• **DESCRIPTION OF THE TASK**: Retype, without changes, every line from the line that contains "positive clicks: (479, 535)" through the final line of the records. Exclude pictures.

Stored items:
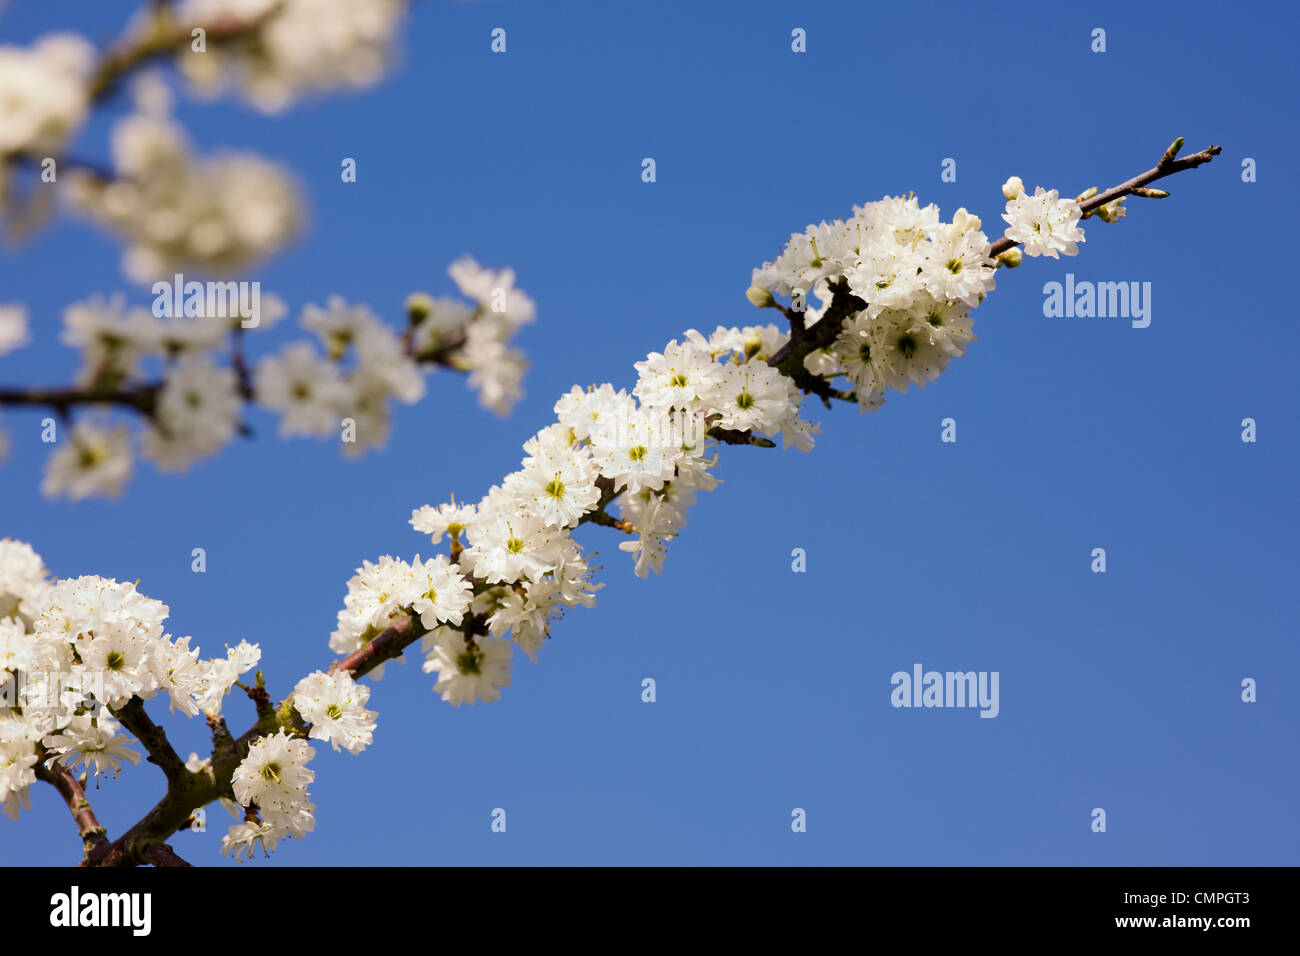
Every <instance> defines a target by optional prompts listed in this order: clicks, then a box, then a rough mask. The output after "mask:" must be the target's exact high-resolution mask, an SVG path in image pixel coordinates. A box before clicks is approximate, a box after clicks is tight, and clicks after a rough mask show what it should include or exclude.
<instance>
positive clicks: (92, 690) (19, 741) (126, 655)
mask: <svg viewBox="0 0 1300 956" xmlns="http://www.w3.org/2000/svg"><path fill="white" fill-rule="evenodd" d="M168 613H169V611H168V607H166V605H164V604H161V602H159V601H156V600H153V598H149V597H146V596H144V594H142V593H139V592H138V591H136V589H135V585H134V584H130V583H121V581H116V580H110V579H107V578H98V576H82V578H69V579H62V580H51V578H49V574H48V572H47V570H45V566H44V563H43V562H42V559H40V557H39V555H38V554H36V553H35V551H34V550H32V548H31V546H30V545H27V544H25V542H22V541H13V540H10V538H0V805H3V806H4V809H5V810H6V812H8V814H9V816H10V817H12V818H17V816H18V812H19V809H21V808H25V806H29V805H30V800H29V793H27V788H29V787H30V786H31V783H34V782H35V779H36V767H38V765H39V763H44V765H45V766H48V767H51V769H62V770H69V771H70V770H75V769H77V767H78V766H81V767H83V769H85V770H86V771H87V773H91V774H94V775H95V777H96V778H99V777H100V775H101V774H112V775H113V777H116V775H117V773H118V771H120V770H121V763H122V761H126V762H129V763H138V762H139V760H140V756H139V753H138V752H135V750H133V749H131V748H130V744H134V743H136V741H135V740H134V739H133V737H131V736H129V735H127V734H125V732H123V731H122V727H121V723H120V722H118V721H117V719H113V710H114V709H120V708H122V706H125V705H126V704H127V702H129V701H131V698H139V700H151V698H153V697H162V698H165V700H166V701H168V704H169V709H170V710H173V711H175V710H179V711H181V713H182V714H185V715H187V717H198V715H199V714H211V715H217V714H220V713H221V708H222V701H224V698H225V696H226V693H229V691H230V688H231V687H233V685H234V683H235V682H237V680H238V679H239V676H240V675H242V674H244V672H247V671H248V670H251V669H252V667H255V666H256V665H257V662H259V659H260V657H261V650H260V649H259V648H257V645H255V644H248V643H247V641H240V644H239V645H238V646H235V648H229V649H227V650H226V654H225V656H224V657H217V658H212V659H200V657H199V649H198V648H191V646H190V639H188V637H173V636H172V635H169V633H165V632H164V628H162V624H164V622H165V620H166V617H168Z"/></svg>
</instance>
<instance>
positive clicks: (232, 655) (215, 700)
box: [195, 641, 261, 715]
mask: <svg viewBox="0 0 1300 956" xmlns="http://www.w3.org/2000/svg"><path fill="white" fill-rule="evenodd" d="M260 659H261V648H260V646H259V645H256V644H250V643H248V641H239V644H237V645H235V646H233V648H230V646H227V648H226V656H225V658H220V657H217V658H213V659H212V661H207V662H205V663H201V662H200V663H199V667H200V669H201V670H203V674H204V675H203V695H201V696H199V697H196V700H195V704H196V705H198V708H199V709H200V710H201V711H203V713H204V714H212V715H216V714H220V713H221V704H222V700H224V698H225V696H226V695H227V693H229V692H230V688H231V687H234V684H235V682H237V680H238V679H239V676H240V675H243V674H247V672H248V671H251V670H252V669H253V667H256V666H257V662H259V661H260Z"/></svg>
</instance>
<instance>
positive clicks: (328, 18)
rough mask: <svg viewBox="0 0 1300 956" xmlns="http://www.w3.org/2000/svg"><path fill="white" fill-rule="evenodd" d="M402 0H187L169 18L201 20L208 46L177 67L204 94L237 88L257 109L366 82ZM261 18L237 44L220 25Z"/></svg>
mask: <svg viewBox="0 0 1300 956" xmlns="http://www.w3.org/2000/svg"><path fill="white" fill-rule="evenodd" d="M404 12H406V0H185V1H183V3H181V4H179V5H178V7H177V9H175V14H174V20H175V21H178V22H181V23H185V25H187V26H190V25H192V26H203V27H205V29H207V31H208V34H209V39H208V42H207V44H205V46H207V49H205V51H204V52H195V51H192V49H191V48H186V49H183V51H182V52H181V53H179V55H178V56H177V66H178V68H179V69H181V72H182V73H183V74H185V75H186V78H187V79H188V81H190V82H191V83H192V85H194V86H195V87H196V88H198V90H199V91H200V92H207V94H209V95H216V94H218V92H221V91H222V90H224V88H225V87H226V86H230V85H233V86H235V87H237V88H238V90H239V91H240V92H242V94H243V95H244V96H246V98H247V99H248V101H250V103H252V104H253V105H255V107H257V108H259V109H263V111H266V112H279V111H282V109H285V108H286V107H289V105H291V104H292V103H294V100H296V99H299V98H300V96H303V95H305V94H311V92H322V91H328V90H335V88H341V87H364V86H369V85H372V83H374V82H376V81H378V79H380V77H382V75H383V72H385V68H386V65H387V62H389V60H390V59H391V56H393V53H391V49H390V48H391V46H393V38H394V35H395V34H396V30H398V27H400V25H402V17H403V14H404ZM237 23H259V26H257V29H256V30H253V31H251V33H246V34H244V35H242V36H240V39H239V42H238V43H229V44H226V43H222V42H221V35H220V34H221V29H222V27H224V26H230V25H237Z"/></svg>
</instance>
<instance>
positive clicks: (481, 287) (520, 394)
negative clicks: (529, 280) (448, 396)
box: [407, 256, 537, 415]
mask: <svg viewBox="0 0 1300 956" xmlns="http://www.w3.org/2000/svg"><path fill="white" fill-rule="evenodd" d="M447 274H448V276H451V281H452V282H455V284H456V287H458V289H460V294H461V295H464V297H465V298H468V299H471V300H472V302H473V306H472V307H469V308H467V307H465V306H463V304H460V303H458V302H455V300H448V299H430V298H429V297H424V295H421V297H412V298H413V300H408V302H407V311H408V313H409V316H411V323H412V334H413V336H415V342H416V351H417V354H421V355H422V354H428V352H438V351H441V350H445V349H447V347H448V345H459V347H458V349H456V351H455V355H454V360H452V362H454V364H455V367H456V368H460V369H464V371H468V372H469V388H472V389H474V390H476V392H477V393H478V403H480V405H481V406H482V407H485V408H490V410H491V411H494V412H497V414H498V415H507V414H510V411H511V408H513V407H515V403H516V402H519V399H520V398H521V397H523V390H521V388H520V384H521V382H523V378H524V369H525V368H528V363H526V362H525V360H524V354H523V352H521V351H519V350H517V349H512V347H511V346H510V339H511V338H512V337H513V336H515V333H516V332H519V329H520V326H523V325H526V324H529V323H532V321H533V319H534V317H536V316H537V306H536V304H534V303H533V300H532V299H530V298H529V297H528V294H526V293H524V290H521V289H516V287H515V271H513V269H502V271H499V272H495V271H493V269H485V268H484V267H481V265H480V264H478V263H477V261H474V259H473V258H472V256H463V258H460V259H458V260H456V261H454V263H452V264H451V265H450V267H447Z"/></svg>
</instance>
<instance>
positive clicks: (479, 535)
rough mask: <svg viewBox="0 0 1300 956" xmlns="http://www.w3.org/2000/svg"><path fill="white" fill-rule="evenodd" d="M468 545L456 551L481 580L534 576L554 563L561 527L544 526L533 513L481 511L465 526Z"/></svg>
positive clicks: (535, 576)
mask: <svg viewBox="0 0 1300 956" xmlns="http://www.w3.org/2000/svg"><path fill="white" fill-rule="evenodd" d="M465 533H467V537H468V540H469V546H468V548H465V550H464V551H463V553H461V555H460V562H461V564H463V566H464V567H468V568H471V571H472V574H473V575H474V578H481V579H482V580H485V581H489V583H495V581H517V580H521V579H524V578H526V579H529V580H534V581H536V580H537V579H538V578H541V576H542V575H543V574H546V572H549V571H551V570H552V568H554V567H555V563H556V561H558V559H559V554H560V541H562V538H563V536H564V532H563V531H559V529H555V528H551V527H547V524H546V522H545V520H543V519H542V518H541V516H539V515H536V514H528V512H525V511H515V512H513V514H494V512H486V514H485V512H484V510H482V509H480V514H478V518H477V519H476V520H474V523H473V524H471V525H469V528H468V529H467V532H465Z"/></svg>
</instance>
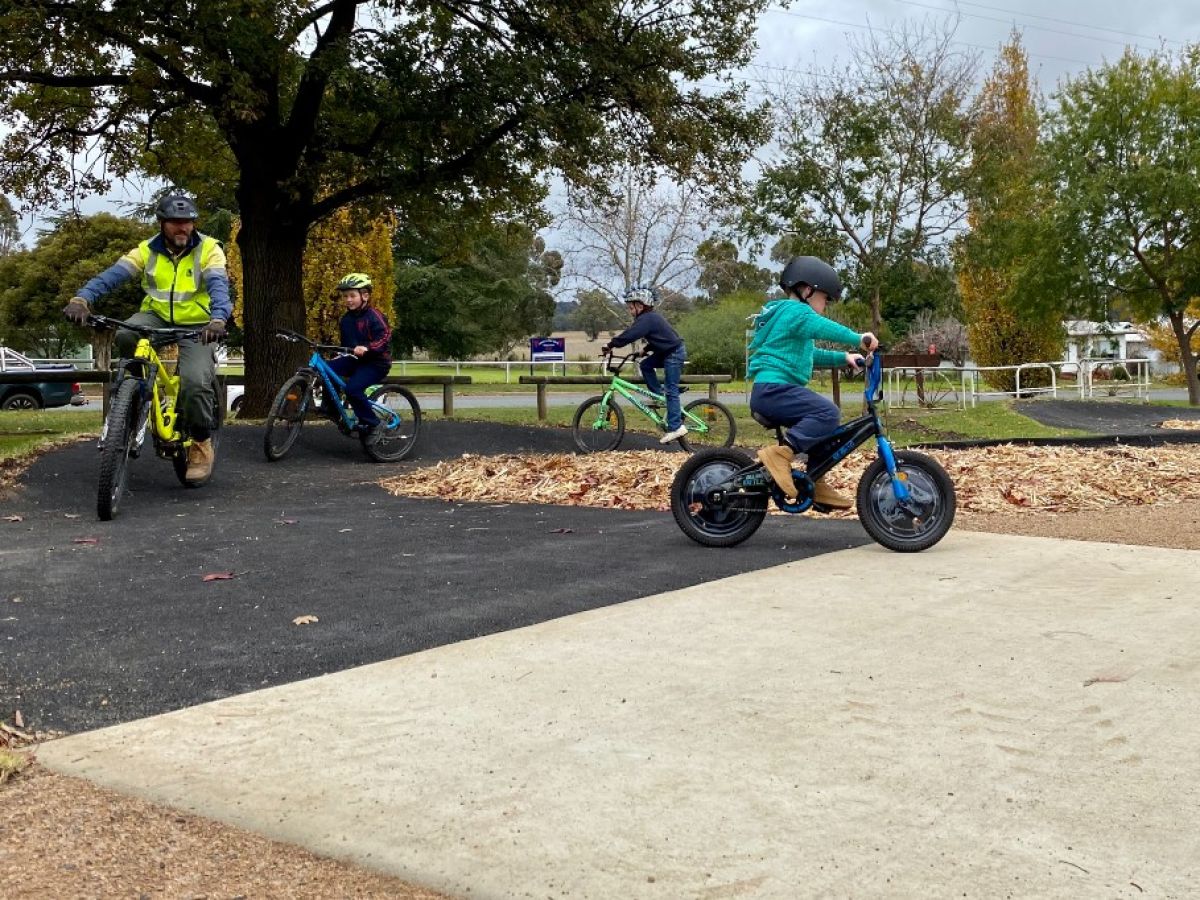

• **EXERCISE SOLUTION**:
positive clicks: (479, 535)
rough mask: <svg viewBox="0 0 1300 956" xmlns="http://www.w3.org/2000/svg"><path fill="white" fill-rule="evenodd" d="M468 545L456 551L481 580L534 576L554 563L561 527L544 526L533 513L481 511L465 526Z"/></svg>
positive clicks: (535, 576)
mask: <svg viewBox="0 0 1300 956" xmlns="http://www.w3.org/2000/svg"><path fill="white" fill-rule="evenodd" d="M465 533H467V537H468V540H469V546H468V548H465V550H464V551H463V553H461V555H460V562H461V564H463V566H464V567H468V568H471V571H472V574H473V575H474V578H481V579H482V580H485V581H489V583H495V581H517V580H521V579H524V578H526V579H529V580H534V581H536V580H537V579H538V578H541V576H542V575H543V574H546V572H549V571H551V570H552V568H554V567H555V563H556V561H558V559H559V554H560V541H562V538H563V536H564V532H563V531H559V529H555V528H551V527H547V524H546V522H545V520H543V519H542V518H541V516H539V515H536V514H528V512H525V511H515V512H513V514H494V512H486V514H485V512H484V510H482V509H480V514H478V518H477V519H476V520H474V523H473V524H471V525H469V528H468V529H467V532H465Z"/></svg>
</instance>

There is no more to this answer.